Data records: Begin

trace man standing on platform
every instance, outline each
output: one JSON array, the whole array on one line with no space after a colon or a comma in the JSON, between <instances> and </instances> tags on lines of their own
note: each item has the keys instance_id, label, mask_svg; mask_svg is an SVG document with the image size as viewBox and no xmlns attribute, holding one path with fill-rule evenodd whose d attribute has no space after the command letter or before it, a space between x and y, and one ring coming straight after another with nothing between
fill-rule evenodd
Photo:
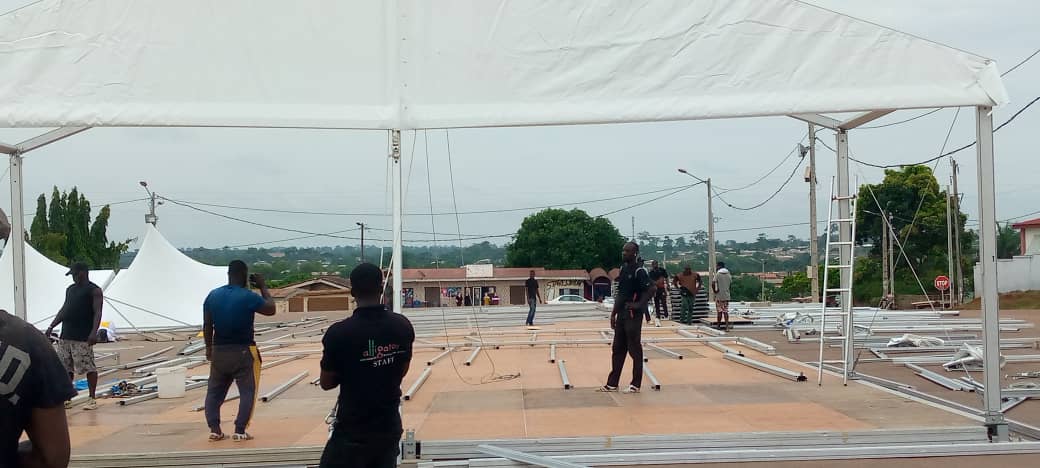
<instances>
[{"instance_id":1,"label":"man standing on platform","mask_svg":"<svg viewBox=\"0 0 1040 468\"><path fill-rule=\"evenodd\" d=\"M657 288L654 292L654 313L657 320L668 318L668 270L657 263L650 262L650 281ZM660 323L657 326L661 326Z\"/></svg>"},{"instance_id":2,"label":"man standing on platform","mask_svg":"<svg viewBox=\"0 0 1040 468\"><path fill-rule=\"evenodd\" d=\"M618 391L621 370L625 366L627 354L632 356L632 382L628 386L628 392L638 393L643 382L641 319L643 314L647 313L647 303L653 297L656 287L639 259L639 244L626 243L621 258L624 263L618 277L618 293L614 299L614 309L610 312L610 328L614 330L610 374L607 376L607 384L598 391Z\"/></svg>"},{"instance_id":3,"label":"man standing on platform","mask_svg":"<svg viewBox=\"0 0 1040 468\"><path fill-rule=\"evenodd\" d=\"M322 468L397 466L401 381L412 360L415 330L404 315L379 303L380 278L371 263L350 272L357 309L321 340L321 388L339 387Z\"/></svg>"},{"instance_id":4,"label":"man standing on platform","mask_svg":"<svg viewBox=\"0 0 1040 468\"><path fill-rule=\"evenodd\" d=\"M679 322L689 325L693 323L693 302L697 299L697 292L701 290L701 275L686 265L682 273L675 276L675 287L679 288L682 295Z\"/></svg>"},{"instance_id":5,"label":"man standing on platform","mask_svg":"<svg viewBox=\"0 0 1040 468\"><path fill-rule=\"evenodd\" d=\"M534 326L534 313L538 309L538 303L542 302L542 291L538 288L538 280L534 279L534 270L524 283L527 289L527 326Z\"/></svg>"},{"instance_id":6,"label":"man standing on platform","mask_svg":"<svg viewBox=\"0 0 1040 468\"><path fill-rule=\"evenodd\" d=\"M90 281L90 268L86 263L73 263L69 272L65 273L65 276L69 275L72 275L73 283L65 290L65 304L44 334L50 337L54 327L62 324L58 357L69 372L69 381L75 381L76 374L87 375L90 399L83 409L96 410L94 396L98 375L97 366L94 365L94 345L97 344L97 331L101 326L103 297L101 288Z\"/></svg>"},{"instance_id":7,"label":"man standing on platform","mask_svg":"<svg viewBox=\"0 0 1040 468\"><path fill-rule=\"evenodd\" d=\"M720 329L729 330L732 328L729 323L729 287L733 284L733 276L723 262L719 262L716 268L715 279L711 283L712 290L715 291L716 321Z\"/></svg>"},{"instance_id":8,"label":"man standing on platform","mask_svg":"<svg viewBox=\"0 0 1040 468\"><path fill-rule=\"evenodd\" d=\"M246 288L246 280L260 294ZM260 387L260 352L256 349L253 322L256 314L271 316L274 301L267 282L259 274L249 274L241 260L228 264L228 284L214 289L202 305L202 336L209 361L209 386L206 389L206 424L209 440L224 440L220 429L220 407L227 398L231 382L238 387L238 416L231 440L251 440L246 432L253 418L256 391Z\"/></svg>"}]
</instances>

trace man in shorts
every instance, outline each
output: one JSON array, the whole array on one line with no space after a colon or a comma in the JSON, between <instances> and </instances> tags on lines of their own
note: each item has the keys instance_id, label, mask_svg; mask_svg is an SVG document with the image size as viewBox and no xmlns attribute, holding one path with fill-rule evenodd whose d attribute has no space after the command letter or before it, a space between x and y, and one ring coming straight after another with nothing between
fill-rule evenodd
<instances>
[{"instance_id":1,"label":"man in shorts","mask_svg":"<svg viewBox=\"0 0 1040 468\"><path fill-rule=\"evenodd\" d=\"M733 275L723 262L719 262L716 268L715 280L711 283L711 287L715 291L716 321L720 329L729 330L733 327L729 323L729 287L733 284Z\"/></svg>"},{"instance_id":2,"label":"man in shorts","mask_svg":"<svg viewBox=\"0 0 1040 468\"><path fill-rule=\"evenodd\" d=\"M54 316L45 335L51 336L54 327L61 325L58 357L68 371L70 381L75 381L77 374L86 374L90 399L83 409L96 410L97 401L94 397L98 375L94 364L94 345L97 344L97 331L101 326L101 304L104 298L101 288L90 281L90 268L86 263L72 264L65 275L72 275L73 283L65 290L65 304Z\"/></svg>"},{"instance_id":3,"label":"man in shorts","mask_svg":"<svg viewBox=\"0 0 1040 468\"><path fill-rule=\"evenodd\" d=\"M697 299L697 292L701 290L701 275L686 265L682 273L675 275L675 287L679 288L682 294L679 322L689 325L693 323L693 302Z\"/></svg>"}]
</instances>

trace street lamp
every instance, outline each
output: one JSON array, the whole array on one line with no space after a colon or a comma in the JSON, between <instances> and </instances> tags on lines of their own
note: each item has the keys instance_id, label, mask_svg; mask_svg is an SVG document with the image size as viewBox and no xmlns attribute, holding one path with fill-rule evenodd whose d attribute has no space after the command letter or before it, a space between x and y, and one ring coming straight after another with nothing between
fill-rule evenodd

Data records: End

**Work task:** Your answer must be the full set of entries, set down exactly and without pictures.

**Result for this task:**
trace man standing on platform
every instance, outline each
output: one JSON array, the whole array on one line with no space after a colon or a comma in the JSON, between <instances> and </instances> tags on lines of their own
note: each item has the keys instance_id, label, mask_svg; mask_svg is an SVG document with the image size as viewBox and no xmlns attribute, holding one path with fill-rule evenodd whose d attribute has no space after the command letter or before it, a space between x and y, and one ring coming straight after another with nothing between
fill-rule evenodd
Photo:
<instances>
[{"instance_id":1,"label":"man standing on platform","mask_svg":"<svg viewBox=\"0 0 1040 468\"><path fill-rule=\"evenodd\" d=\"M657 288L654 292L654 313L657 320L668 318L668 270L657 263L650 262L650 281ZM660 323L657 326L661 326Z\"/></svg>"},{"instance_id":2,"label":"man standing on platform","mask_svg":"<svg viewBox=\"0 0 1040 468\"><path fill-rule=\"evenodd\" d=\"M618 391L621 370L625 366L627 354L632 356L632 382L628 386L628 392L638 393L643 382L641 319L643 314L647 313L647 303L653 297L656 287L639 259L639 244L626 243L621 258L624 263L618 277L618 293L614 299L614 309L610 312L610 328L614 330L610 374L607 376L607 384L598 391Z\"/></svg>"},{"instance_id":3,"label":"man standing on platform","mask_svg":"<svg viewBox=\"0 0 1040 468\"><path fill-rule=\"evenodd\" d=\"M322 468L397 466L401 381L412 360L415 330L404 315L379 303L380 278L371 263L350 272L357 309L321 340L321 388L339 387Z\"/></svg>"},{"instance_id":4,"label":"man standing on platform","mask_svg":"<svg viewBox=\"0 0 1040 468\"><path fill-rule=\"evenodd\" d=\"M679 322L689 325L693 323L693 302L697 299L697 292L701 290L701 275L686 265L682 273L675 276L675 287L679 288L682 295Z\"/></svg>"},{"instance_id":5,"label":"man standing on platform","mask_svg":"<svg viewBox=\"0 0 1040 468\"><path fill-rule=\"evenodd\" d=\"M534 326L534 313L538 309L538 303L542 302L542 291L538 288L538 280L534 279L534 270L524 283L527 289L527 326Z\"/></svg>"},{"instance_id":6,"label":"man standing on platform","mask_svg":"<svg viewBox=\"0 0 1040 468\"><path fill-rule=\"evenodd\" d=\"M90 281L90 268L86 263L73 263L69 272L65 273L65 276L69 275L72 275L73 283L65 290L65 304L44 334L50 337L54 327L62 324L58 357L69 372L69 381L75 381L76 374L87 375L90 399L83 409L96 410L94 396L98 375L97 366L94 365L94 345L97 344L97 331L101 326L103 297L101 288Z\"/></svg>"},{"instance_id":7,"label":"man standing on platform","mask_svg":"<svg viewBox=\"0 0 1040 468\"><path fill-rule=\"evenodd\" d=\"M720 329L729 330L732 328L729 323L729 287L733 284L733 276L723 262L719 262L716 268L715 279L711 283L712 290L715 291L716 321Z\"/></svg>"},{"instance_id":8,"label":"man standing on platform","mask_svg":"<svg viewBox=\"0 0 1040 468\"><path fill-rule=\"evenodd\" d=\"M246 288L246 280L260 294ZM260 387L260 352L256 349L253 322L256 314L271 316L274 301L267 282L259 274L249 274L241 260L228 264L228 284L214 289L202 305L202 336L209 361L209 386L206 389L206 424L209 440L224 440L220 429L220 407L227 398L231 382L238 387L238 416L231 440L251 440L246 432L253 418L256 391Z\"/></svg>"}]
</instances>

trace man in shorts
every instance, outline each
output: one JSON array, the whole array on one line with no space after a colon or a comma in the JSON, between <instances> and </instances> tags on lines of their own
note: each item has the keys instance_id, label, mask_svg; mask_svg is an SVG document with the image size as viewBox and no xmlns attribute, holding one path with fill-rule evenodd whose d attribute has no space after the command letter or before it, a space between x and y, and one ring coming straight after another with nothing between
fill-rule evenodd
<instances>
[{"instance_id":1,"label":"man in shorts","mask_svg":"<svg viewBox=\"0 0 1040 468\"><path fill-rule=\"evenodd\" d=\"M733 275L723 262L719 262L716 268L715 280L711 283L711 287L715 291L716 321L720 329L729 330L733 327L729 323L729 287L733 284Z\"/></svg>"},{"instance_id":2,"label":"man in shorts","mask_svg":"<svg viewBox=\"0 0 1040 468\"><path fill-rule=\"evenodd\" d=\"M54 316L45 335L51 336L54 327L61 325L58 357L68 371L70 381L75 381L77 374L86 374L90 399L83 409L96 410L97 401L94 397L98 375L94 364L94 345L97 344L97 331L101 326L101 304L104 298L101 288L90 281L90 268L86 263L72 264L65 275L72 275L73 283L65 290L65 304Z\"/></svg>"},{"instance_id":3,"label":"man in shorts","mask_svg":"<svg viewBox=\"0 0 1040 468\"><path fill-rule=\"evenodd\" d=\"M697 299L697 292L701 290L701 275L686 265L682 273L675 275L675 287L679 288L682 294L679 322L689 325L693 323L693 302Z\"/></svg>"}]
</instances>

trace street lamp
every instance, outline each
output: one JSON array, the whole array on one line with no space after a colon or a comma in the JSON, between <instances> and </instances> tags on lines of their own
note: each item has the keys instance_id, label, mask_svg; mask_svg is an SVG document with the image size as viewBox and no xmlns attribute, holding one path with fill-rule evenodd whose d attribute has no space after the command letter or before it, a space between x and y, and one ring coming straight after another with nothing between
fill-rule evenodd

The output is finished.